── TEXT SECTION
November 18, 2019 by Dan McCue
Export-Import Bank of the United States. (Photo by Dan McCue)

WASHINGTON – The House voted on Friday to renew the charter of the Export-Import Bank, the U.S. agency that provides loans and other help to foreign buyers of U.S. exports, despite opposition from Republican lawmakers.

Despite the bank having historically enjoyed strong bipartisan support, only 13 Republican House members joined Democrats in endorsing the measure.

The most recent authorization of the bank expired at the end of September with the close of the government’s fiscal year, but was temporarily renewed via a stopgap spending bill through Dec. 20.

Shortly before the vote, Senate Majority Leader Mitch McConnell said the Senate would not pass the House bill, preferring to maintain funding for the bank through a larger government spending bill.

The White House has also said that should the Senate take up the measure, it would be vetoed when it reached the president’s desk.

The measure passed in the House, H.R. 4863, would reauthorize the bank for ten years, increases its lending authority to $175 billion, and create procedures to avoid a lapse in the Board’s quorum.

It includes new provisions to extend more financing to small businesses, provisions to assist minority- and women-owned businesses, and pro-environmental provisions to support renewable energy exports.

Supporters of the bank, including most Democrats and the GOP’s establishment wing, said foreign governments unfairly subsidize domestic companies and that the bank helps level the playing field.

Among those who endorsed the measure was the New Democrat Coalition. Coalition members serve as a key block in the House Financial Services Committee, and as part of that panel, coalition member Rep. Denny Heck, D-Wash., played a key role in ensuring the bank’s reauthorization had both business and labor support.
────
── PROVIDED INFORMATION
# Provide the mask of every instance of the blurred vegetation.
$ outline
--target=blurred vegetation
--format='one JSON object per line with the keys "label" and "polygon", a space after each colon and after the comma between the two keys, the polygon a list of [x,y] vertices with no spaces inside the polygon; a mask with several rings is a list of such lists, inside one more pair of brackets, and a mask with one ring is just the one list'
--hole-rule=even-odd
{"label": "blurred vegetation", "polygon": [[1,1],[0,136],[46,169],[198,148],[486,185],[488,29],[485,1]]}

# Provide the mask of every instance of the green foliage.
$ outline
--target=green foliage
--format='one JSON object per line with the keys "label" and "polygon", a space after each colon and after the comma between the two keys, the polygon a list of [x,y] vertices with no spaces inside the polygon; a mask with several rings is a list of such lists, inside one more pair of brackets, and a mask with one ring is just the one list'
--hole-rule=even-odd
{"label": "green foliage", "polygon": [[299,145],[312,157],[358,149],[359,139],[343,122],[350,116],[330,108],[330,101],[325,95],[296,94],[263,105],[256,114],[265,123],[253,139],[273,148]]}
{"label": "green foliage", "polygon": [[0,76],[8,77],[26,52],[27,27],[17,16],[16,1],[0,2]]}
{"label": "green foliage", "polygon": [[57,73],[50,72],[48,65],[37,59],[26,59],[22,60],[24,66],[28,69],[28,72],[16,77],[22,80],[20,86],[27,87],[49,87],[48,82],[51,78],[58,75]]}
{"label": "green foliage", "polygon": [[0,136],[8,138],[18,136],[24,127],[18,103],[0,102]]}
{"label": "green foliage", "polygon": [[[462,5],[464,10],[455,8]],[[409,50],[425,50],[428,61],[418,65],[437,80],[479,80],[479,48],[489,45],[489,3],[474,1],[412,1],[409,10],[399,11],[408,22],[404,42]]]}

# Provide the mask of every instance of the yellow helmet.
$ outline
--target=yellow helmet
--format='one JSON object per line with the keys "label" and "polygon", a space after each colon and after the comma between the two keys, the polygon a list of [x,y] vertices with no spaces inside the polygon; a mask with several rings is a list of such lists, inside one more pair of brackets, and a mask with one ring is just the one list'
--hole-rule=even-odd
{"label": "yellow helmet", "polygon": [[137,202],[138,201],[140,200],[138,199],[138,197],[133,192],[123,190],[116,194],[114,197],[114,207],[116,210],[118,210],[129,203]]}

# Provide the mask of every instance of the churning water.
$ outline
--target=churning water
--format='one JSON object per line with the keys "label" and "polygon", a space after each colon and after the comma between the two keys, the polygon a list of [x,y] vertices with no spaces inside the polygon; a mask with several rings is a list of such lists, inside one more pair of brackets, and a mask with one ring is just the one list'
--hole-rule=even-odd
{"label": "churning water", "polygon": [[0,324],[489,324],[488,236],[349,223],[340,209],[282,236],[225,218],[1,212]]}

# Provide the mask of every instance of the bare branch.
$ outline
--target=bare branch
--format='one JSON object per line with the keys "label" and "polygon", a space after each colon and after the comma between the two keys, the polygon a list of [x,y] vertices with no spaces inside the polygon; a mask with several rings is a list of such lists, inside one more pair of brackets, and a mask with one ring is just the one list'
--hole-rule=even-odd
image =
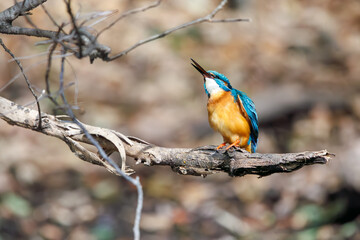
{"label": "bare branch", "polygon": [[[65,55],[66,50],[63,49],[62,53],[63,53],[63,55]],[[143,191],[142,191],[140,179],[139,179],[139,177],[136,177],[134,179],[125,173],[126,155],[125,155],[124,145],[123,145],[122,141],[119,141],[119,138],[117,138],[115,134],[102,134],[102,131],[96,131],[96,132],[93,132],[92,134],[90,134],[90,132],[87,130],[87,128],[79,120],[77,120],[77,118],[75,117],[73,111],[71,110],[71,107],[68,104],[67,99],[64,94],[64,67],[65,67],[65,57],[62,57],[61,58],[61,67],[60,67],[60,89],[59,89],[59,92],[60,92],[62,101],[65,104],[65,110],[66,110],[67,114],[70,116],[73,123],[76,124],[76,127],[79,130],[81,130],[81,133],[84,134],[86,136],[86,138],[89,140],[89,142],[96,147],[100,156],[103,159],[105,159],[104,166],[107,166],[108,169],[109,169],[109,167],[111,167],[113,172],[115,169],[115,173],[117,175],[125,178],[128,182],[133,184],[137,189],[138,203],[136,206],[136,214],[135,214],[133,231],[134,231],[134,239],[139,240],[140,239],[140,218],[141,218],[141,209],[143,206],[143,195],[144,195]],[[75,130],[75,129],[72,129],[72,130]],[[115,144],[115,146],[116,146],[117,150],[119,151],[120,156],[122,158],[121,169],[119,168],[118,164],[116,164],[111,158],[109,158],[109,156],[104,151],[104,148],[99,144],[99,142],[93,136],[105,137],[105,139],[107,139],[108,141],[111,141],[112,143]],[[66,137],[66,139],[68,140],[69,138]],[[73,146],[76,146],[76,143],[74,143],[73,141],[69,141],[69,143],[73,143]],[[131,144],[131,141],[127,140],[127,143]],[[81,148],[78,146],[77,149],[82,150],[82,152],[84,152],[85,148]],[[86,152],[89,153],[88,157],[93,156],[93,154],[91,154],[90,151],[86,151]],[[86,152],[84,152],[84,153],[86,153]],[[84,157],[84,159],[86,159],[87,155],[82,155],[82,157]]]}
{"label": "bare branch", "polygon": [[139,12],[145,12],[146,10],[149,10],[151,8],[155,8],[157,6],[159,6],[161,3],[161,0],[158,0],[148,6],[145,6],[145,7],[140,7],[140,8],[135,8],[135,9],[132,9],[132,10],[129,10],[127,12],[124,12],[123,14],[121,14],[117,19],[115,19],[115,21],[113,21],[112,23],[110,23],[108,26],[106,26],[104,29],[102,29],[96,36],[96,39],[106,30],[108,30],[109,28],[111,28],[112,26],[114,26],[117,22],[119,22],[121,19],[129,16],[129,15],[132,15],[132,14],[136,14],[136,13],[139,13]]}
{"label": "bare branch", "polygon": [[[19,106],[9,100],[0,97],[0,118],[9,124],[39,131],[36,128],[37,111]],[[109,134],[114,130],[98,128],[83,124],[84,129],[75,123],[62,121],[61,119],[43,113],[44,126],[41,133],[57,137],[65,141],[70,138],[76,142],[93,144],[84,129],[96,128],[98,132]],[[98,134],[90,134],[101,147],[107,151],[117,151],[114,143]],[[145,165],[170,166],[173,171],[185,175],[206,176],[208,174],[225,172],[230,176],[244,176],[256,174],[267,176],[277,172],[292,172],[306,165],[325,164],[332,154],[326,150],[302,153],[285,154],[261,154],[248,153],[240,150],[217,152],[214,146],[201,148],[163,148],[148,144],[134,137],[128,137],[131,144],[123,141],[126,155],[133,157],[137,163]],[[90,163],[99,162],[97,157],[88,154],[83,160]],[[90,156],[91,155],[91,156]],[[104,165],[113,172],[109,166]]]}
{"label": "bare branch", "polygon": [[24,69],[21,65],[21,62],[19,60],[16,59],[15,55],[10,51],[10,49],[8,49],[6,47],[6,45],[4,44],[4,42],[2,41],[2,39],[0,38],[0,45],[4,48],[4,50],[15,60],[16,64],[19,66],[20,68],[20,71],[22,73],[22,75],[24,76],[24,79],[25,79],[25,82],[31,92],[31,94],[34,96],[35,98],[35,101],[36,101],[36,105],[37,105],[37,108],[38,108],[38,114],[39,114],[39,125],[38,125],[38,129],[41,129],[41,109],[40,109],[40,103],[39,103],[39,99],[38,99],[38,96],[35,94],[34,92],[34,89],[32,88],[31,86],[31,83],[29,81],[29,79],[27,78],[25,72],[24,72]]}
{"label": "bare branch", "polygon": [[108,59],[104,59],[106,61],[112,61],[112,60],[115,60],[119,57],[122,57],[126,54],[128,54],[130,51],[134,50],[135,48],[137,47],[140,47],[141,45],[144,45],[148,42],[151,42],[151,41],[154,41],[156,39],[159,39],[159,38],[163,38],[177,30],[180,30],[180,29],[183,29],[183,28],[186,28],[186,27],[189,27],[189,26],[192,26],[192,25],[195,25],[195,24],[199,24],[199,23],[203,23],[203,22],[242,22],[242,21],[249,21],[249,19],[242,19],[242,18],[231,18],[231,19],[220,19],[220,20],[214,20],[213,18],[215,17],[215,15],[224,7],[224,5],[227,3],[227,0],[222,0],[220,2],[220,4],[207,16],[205,17],[202,17],[202,18],[198,18],[196,20],[193,20],[193,21],[190,21],[190,22],[187,22],[187,23],[183,23],[179,26],[176,26],[176,27],[173,27],[173,28],[170,28],[162,33],[159,33],[159,34],[155,34],[149,38],[146,38],[146,39],[143,39],[143,40],[140,40],[139,42],[137,42],[136,44],[132,45],[131,47],[125,49],[124,51],[114,55],[114,56],[111,56],[109,57]]}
────
● TO-DO LIST
1 – Reproduce the part of the Export-Import Bank article that begins at the words "Supporters of the" and stops after "and labor support.", swapping "playing field" for "competitive landscape".
2 – Carry on the news article about the House vote on the Export-Import Bank from the point where it stops.

● OUTPUTS FOR THE TASKS
1 –
Supporters of the bank, including most Democrats and the GOP’s establishment wing, said foreign governments unfairly subsidize domestic companies and that the bank helps level the competitive landscape.

Among those who endorsed the measure was the New Democrat Coalition. Coalition members serve as a key block in the House Financial Services Committee, and as part of that panel, coalition member Rep. Denny Heck, D-Wash., played a key role in ensuring the bank’s reauthorization had both business and labor support.

2 –
Heck said in a statement that he considered reauthorizing the bank to be one of his top priorities since he arrived in Congress in 2013.

“Not only will this reauthorization bill help small businesses compete in global markets, but it will enable the U.S. to continue to be a country that is home to the most advanced manufacturing in the world,” he said.

In the same statement, New Democrat Coalition Chair Derek Kilmer said the bank is “an essential tool in the trade toolbox that helps enable American-made products to be sold around the world and supports the growth of our local jobs.”

A 2015 measure reauthorizing the bank won a sweeping bipartisan vote in a GOP-controlled Congress after establishment Republicans prevailed over GOP tea party forces.

However, the bank effectively languished without a quorum until this spring when the Senate confirmed a slate of nominees that allowed the bank to process larger transactions.

Among the changes sought by Republicans were provisions to ban the bank from dealing with state-owned enterprises in China and Russia and increased focus on helping small businesses benefit from the bank’s activities.